- _YOUR GOAL_:
An exact, word-for-word copy of the entries is required, beginning at the line that contains "x=583, y=41" and ending at the last line, both included.

Dataset entries:
____

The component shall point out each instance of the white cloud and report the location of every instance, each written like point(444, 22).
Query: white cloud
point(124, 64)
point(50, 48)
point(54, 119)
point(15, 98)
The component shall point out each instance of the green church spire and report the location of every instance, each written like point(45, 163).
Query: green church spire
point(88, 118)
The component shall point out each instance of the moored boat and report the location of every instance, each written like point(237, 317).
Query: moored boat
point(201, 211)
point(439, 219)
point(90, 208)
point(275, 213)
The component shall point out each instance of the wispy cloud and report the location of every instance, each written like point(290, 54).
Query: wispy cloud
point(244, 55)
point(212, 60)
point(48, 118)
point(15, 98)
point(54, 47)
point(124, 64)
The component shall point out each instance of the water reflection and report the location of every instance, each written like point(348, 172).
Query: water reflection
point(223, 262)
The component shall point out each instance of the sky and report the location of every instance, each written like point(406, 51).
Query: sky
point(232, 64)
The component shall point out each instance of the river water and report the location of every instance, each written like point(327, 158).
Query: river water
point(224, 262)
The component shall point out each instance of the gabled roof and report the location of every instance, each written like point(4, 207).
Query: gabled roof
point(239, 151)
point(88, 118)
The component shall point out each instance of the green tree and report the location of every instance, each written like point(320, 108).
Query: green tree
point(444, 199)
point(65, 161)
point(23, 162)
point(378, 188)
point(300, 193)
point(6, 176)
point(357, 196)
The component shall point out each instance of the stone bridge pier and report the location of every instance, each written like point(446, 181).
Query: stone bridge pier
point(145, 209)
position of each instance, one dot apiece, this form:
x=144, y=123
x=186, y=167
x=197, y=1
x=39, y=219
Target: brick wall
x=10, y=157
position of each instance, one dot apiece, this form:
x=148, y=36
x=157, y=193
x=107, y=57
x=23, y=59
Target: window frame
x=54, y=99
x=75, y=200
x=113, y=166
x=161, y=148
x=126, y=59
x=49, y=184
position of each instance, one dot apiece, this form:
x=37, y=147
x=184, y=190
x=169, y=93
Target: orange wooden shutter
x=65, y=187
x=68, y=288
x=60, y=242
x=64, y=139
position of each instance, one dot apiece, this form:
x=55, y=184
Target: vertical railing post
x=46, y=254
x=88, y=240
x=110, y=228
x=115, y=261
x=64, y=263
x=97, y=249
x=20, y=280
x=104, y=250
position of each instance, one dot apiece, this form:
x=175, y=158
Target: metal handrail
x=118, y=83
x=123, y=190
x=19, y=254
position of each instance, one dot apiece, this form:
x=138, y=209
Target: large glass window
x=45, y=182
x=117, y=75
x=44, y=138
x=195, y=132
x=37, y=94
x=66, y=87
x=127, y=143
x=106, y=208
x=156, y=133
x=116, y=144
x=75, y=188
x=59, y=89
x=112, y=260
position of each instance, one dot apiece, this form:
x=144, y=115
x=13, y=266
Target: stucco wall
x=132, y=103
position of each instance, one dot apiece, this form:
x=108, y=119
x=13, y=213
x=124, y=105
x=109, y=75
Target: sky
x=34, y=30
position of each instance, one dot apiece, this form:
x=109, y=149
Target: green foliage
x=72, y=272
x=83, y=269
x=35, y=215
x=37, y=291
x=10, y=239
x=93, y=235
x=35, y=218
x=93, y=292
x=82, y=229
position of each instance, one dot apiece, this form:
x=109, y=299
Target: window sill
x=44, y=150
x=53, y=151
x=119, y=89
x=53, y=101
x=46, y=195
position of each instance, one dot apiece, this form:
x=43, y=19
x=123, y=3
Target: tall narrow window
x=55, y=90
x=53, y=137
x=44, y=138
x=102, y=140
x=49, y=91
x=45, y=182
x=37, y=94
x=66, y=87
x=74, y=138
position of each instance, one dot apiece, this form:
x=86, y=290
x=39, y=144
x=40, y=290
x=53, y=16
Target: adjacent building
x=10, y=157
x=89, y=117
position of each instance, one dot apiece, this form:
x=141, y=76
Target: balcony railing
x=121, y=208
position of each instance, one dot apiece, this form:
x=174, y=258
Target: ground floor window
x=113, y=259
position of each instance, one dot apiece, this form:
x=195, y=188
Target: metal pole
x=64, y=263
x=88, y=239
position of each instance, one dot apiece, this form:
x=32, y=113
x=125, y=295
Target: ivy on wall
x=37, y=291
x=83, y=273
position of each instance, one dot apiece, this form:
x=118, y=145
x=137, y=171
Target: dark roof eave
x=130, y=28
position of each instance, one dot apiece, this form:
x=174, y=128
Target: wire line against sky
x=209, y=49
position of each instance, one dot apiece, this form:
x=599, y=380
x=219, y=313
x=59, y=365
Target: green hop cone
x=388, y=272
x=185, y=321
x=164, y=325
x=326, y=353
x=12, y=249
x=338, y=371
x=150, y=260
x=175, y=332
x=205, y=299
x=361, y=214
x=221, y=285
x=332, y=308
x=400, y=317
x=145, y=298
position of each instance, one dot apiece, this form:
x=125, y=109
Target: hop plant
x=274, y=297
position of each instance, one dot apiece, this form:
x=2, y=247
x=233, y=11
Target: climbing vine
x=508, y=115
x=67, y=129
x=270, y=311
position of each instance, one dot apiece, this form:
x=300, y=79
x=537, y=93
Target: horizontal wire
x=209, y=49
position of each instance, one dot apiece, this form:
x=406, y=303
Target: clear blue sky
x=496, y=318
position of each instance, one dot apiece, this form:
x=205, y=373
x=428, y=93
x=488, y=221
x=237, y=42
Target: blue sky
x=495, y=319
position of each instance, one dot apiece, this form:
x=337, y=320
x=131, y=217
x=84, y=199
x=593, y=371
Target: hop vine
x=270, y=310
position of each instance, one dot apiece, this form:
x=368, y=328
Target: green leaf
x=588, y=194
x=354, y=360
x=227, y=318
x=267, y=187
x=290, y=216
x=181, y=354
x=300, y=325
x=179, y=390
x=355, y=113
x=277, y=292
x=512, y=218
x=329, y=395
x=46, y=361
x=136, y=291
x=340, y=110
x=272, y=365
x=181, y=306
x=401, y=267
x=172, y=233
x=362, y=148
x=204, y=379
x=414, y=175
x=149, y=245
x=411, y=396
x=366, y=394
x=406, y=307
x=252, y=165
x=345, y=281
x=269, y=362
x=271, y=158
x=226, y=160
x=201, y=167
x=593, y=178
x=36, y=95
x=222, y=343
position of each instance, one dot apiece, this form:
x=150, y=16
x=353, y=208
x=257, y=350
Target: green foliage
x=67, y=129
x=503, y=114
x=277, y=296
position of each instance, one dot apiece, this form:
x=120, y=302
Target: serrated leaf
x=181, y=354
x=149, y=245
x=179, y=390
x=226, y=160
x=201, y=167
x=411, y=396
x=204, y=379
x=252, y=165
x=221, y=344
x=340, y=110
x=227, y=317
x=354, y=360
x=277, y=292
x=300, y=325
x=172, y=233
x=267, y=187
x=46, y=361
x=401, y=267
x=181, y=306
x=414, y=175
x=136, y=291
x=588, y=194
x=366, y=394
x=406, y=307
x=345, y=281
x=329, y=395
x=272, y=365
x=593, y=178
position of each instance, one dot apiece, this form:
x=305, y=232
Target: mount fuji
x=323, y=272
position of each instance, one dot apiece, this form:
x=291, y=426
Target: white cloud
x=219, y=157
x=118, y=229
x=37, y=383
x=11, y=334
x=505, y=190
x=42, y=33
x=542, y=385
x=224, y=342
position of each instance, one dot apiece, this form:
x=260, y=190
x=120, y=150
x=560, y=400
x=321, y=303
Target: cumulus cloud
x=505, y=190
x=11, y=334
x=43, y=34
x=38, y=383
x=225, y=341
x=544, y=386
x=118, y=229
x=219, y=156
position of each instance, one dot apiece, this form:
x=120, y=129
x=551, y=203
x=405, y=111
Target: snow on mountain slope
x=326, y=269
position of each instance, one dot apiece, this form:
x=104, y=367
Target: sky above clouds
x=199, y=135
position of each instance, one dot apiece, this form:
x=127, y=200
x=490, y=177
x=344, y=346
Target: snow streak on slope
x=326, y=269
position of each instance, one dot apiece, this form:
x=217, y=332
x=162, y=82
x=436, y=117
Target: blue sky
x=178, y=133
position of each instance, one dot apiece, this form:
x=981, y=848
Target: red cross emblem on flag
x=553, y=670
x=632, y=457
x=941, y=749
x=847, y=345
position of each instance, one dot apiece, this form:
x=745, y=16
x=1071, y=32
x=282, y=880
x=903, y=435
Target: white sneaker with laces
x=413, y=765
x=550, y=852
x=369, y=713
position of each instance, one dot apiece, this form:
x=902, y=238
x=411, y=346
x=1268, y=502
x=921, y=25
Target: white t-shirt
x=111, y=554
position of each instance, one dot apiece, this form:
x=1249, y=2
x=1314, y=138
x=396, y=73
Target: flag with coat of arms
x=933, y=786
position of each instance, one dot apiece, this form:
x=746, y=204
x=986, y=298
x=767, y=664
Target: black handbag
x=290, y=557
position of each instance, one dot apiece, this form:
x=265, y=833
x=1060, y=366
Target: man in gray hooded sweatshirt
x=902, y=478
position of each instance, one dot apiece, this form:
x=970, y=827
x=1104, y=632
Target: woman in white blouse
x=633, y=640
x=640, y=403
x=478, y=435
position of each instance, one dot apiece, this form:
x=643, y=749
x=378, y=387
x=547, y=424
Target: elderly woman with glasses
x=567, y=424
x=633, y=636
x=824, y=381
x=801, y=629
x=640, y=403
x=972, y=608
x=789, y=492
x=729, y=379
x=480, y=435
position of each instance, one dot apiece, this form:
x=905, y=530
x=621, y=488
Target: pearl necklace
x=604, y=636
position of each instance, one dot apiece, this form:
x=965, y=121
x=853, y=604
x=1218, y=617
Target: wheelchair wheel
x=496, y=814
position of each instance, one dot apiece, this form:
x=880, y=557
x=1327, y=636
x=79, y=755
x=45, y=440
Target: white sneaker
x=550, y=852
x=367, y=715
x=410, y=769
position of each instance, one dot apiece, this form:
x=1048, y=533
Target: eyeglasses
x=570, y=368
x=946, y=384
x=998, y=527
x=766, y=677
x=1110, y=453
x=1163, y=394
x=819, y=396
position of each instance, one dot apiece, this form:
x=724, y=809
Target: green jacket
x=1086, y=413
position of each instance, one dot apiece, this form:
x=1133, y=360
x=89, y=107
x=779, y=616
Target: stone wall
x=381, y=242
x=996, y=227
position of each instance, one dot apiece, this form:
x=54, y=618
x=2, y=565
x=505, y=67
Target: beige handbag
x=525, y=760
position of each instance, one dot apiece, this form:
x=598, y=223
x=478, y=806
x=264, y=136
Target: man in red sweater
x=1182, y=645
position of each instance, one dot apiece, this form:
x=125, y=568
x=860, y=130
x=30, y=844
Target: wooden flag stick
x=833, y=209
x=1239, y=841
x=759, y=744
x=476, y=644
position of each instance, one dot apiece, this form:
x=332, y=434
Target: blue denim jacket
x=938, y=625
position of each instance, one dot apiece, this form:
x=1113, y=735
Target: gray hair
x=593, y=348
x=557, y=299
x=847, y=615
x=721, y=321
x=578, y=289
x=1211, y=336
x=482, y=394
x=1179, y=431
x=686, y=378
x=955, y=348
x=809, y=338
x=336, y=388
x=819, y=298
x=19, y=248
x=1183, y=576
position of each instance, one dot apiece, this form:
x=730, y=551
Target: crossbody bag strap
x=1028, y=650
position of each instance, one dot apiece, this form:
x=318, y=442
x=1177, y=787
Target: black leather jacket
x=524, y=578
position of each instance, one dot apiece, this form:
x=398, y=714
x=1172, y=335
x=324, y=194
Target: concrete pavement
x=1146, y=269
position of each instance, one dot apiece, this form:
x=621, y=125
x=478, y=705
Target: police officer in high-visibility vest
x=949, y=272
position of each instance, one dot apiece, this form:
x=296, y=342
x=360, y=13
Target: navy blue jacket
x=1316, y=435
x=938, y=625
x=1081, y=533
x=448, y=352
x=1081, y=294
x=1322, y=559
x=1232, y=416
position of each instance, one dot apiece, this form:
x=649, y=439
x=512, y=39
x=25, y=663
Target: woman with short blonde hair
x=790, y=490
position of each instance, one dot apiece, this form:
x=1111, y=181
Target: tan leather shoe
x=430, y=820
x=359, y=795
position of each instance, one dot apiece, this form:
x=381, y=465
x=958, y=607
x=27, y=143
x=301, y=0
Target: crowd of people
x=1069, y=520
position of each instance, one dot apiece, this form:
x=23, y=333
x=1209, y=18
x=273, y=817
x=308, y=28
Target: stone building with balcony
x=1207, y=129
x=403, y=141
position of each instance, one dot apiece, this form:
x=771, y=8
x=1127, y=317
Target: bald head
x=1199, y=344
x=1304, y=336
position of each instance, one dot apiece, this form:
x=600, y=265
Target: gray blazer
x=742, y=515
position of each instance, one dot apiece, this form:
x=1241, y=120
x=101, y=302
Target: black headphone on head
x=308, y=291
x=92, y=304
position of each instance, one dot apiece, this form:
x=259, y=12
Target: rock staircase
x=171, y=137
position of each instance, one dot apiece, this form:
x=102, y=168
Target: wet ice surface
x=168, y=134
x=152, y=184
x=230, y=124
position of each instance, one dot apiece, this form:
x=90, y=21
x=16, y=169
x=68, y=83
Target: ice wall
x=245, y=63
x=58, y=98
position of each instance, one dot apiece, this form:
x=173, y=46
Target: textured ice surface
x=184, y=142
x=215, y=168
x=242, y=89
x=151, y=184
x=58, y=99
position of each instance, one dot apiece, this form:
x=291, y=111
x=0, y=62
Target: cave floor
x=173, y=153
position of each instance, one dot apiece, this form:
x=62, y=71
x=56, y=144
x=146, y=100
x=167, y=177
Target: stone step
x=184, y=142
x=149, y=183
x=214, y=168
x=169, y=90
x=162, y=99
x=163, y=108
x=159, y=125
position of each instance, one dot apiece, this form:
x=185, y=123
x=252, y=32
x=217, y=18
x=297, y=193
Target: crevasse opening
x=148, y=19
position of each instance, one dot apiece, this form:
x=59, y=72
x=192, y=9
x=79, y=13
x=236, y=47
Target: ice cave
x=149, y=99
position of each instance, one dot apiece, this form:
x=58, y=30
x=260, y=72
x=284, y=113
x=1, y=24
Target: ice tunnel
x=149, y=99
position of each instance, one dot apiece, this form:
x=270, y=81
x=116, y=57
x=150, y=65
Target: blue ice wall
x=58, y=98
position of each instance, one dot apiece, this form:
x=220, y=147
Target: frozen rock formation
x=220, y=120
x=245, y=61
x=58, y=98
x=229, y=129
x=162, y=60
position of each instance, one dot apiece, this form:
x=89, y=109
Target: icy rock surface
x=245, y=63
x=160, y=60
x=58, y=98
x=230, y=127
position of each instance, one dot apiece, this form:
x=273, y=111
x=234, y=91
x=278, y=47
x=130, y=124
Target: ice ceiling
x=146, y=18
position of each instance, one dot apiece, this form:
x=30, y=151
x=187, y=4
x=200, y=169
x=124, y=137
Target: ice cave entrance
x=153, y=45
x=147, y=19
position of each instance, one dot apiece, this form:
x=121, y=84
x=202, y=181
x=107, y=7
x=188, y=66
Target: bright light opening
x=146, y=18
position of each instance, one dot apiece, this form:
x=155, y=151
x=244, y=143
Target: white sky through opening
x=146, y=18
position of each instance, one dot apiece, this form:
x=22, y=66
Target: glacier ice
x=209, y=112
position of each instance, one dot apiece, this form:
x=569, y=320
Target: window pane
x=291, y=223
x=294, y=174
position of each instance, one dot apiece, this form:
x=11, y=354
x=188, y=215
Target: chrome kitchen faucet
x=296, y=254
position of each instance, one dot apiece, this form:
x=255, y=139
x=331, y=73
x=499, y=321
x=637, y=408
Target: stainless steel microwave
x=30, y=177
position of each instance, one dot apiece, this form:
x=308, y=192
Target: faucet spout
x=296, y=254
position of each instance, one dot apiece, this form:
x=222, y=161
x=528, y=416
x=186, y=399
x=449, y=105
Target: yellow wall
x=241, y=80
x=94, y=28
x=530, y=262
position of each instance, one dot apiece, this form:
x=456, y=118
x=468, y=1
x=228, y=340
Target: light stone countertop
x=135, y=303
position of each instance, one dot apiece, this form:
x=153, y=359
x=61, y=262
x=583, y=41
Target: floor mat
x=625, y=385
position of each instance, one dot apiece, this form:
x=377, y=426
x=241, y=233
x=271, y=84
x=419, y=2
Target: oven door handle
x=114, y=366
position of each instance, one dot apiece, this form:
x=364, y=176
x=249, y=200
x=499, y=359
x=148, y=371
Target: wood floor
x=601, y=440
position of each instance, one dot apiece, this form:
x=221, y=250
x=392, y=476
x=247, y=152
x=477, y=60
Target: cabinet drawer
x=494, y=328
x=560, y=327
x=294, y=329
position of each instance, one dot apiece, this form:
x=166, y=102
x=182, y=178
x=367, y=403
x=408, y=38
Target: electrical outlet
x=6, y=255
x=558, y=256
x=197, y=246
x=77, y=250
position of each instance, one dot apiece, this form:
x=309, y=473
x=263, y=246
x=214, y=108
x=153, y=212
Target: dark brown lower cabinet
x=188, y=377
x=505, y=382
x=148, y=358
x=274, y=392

____

- _SOLUTION TO THE EXERCISE_:
x=583, y=41
Target: floor mat
x=625, y=385
position of each instance, one dot apiece, this form:
x=377, y=426
x=241, y=233
x=271, y=84
x=419, y=2
Target: oven door handle
x=114, y=366
position of each instance, one dot apiece, this form:
x=364, y=176
x=249, y=200
x=499, y=359
x=148, y=371
Target: wood floor
x=601, y=440
position of each instance, one dot apiece, this form:
x=221, y=250
x=392, y=476
x=247, y=152
x=477, y=60
Target: cabinet drawer
x=494, y=328
x=560, y=327
x=294, y=329
position of each instance, one dot apiece, this form:
x=166, y=102
x=182, y=178
x=367, y=403
x=408, y=38
Target: electrical outlet
x=6, y=255
x=558, y=256
x=197, y=246
x=77, y=250
position of each instance, one dot apiece, this form:
x=309, y=473
x=263, y=246
x=214, y=108
x=153, y=212
Target: dark brown lower cabinet
x=188, y=377
x=505, y=382
x=148, y=358
x=274, y=392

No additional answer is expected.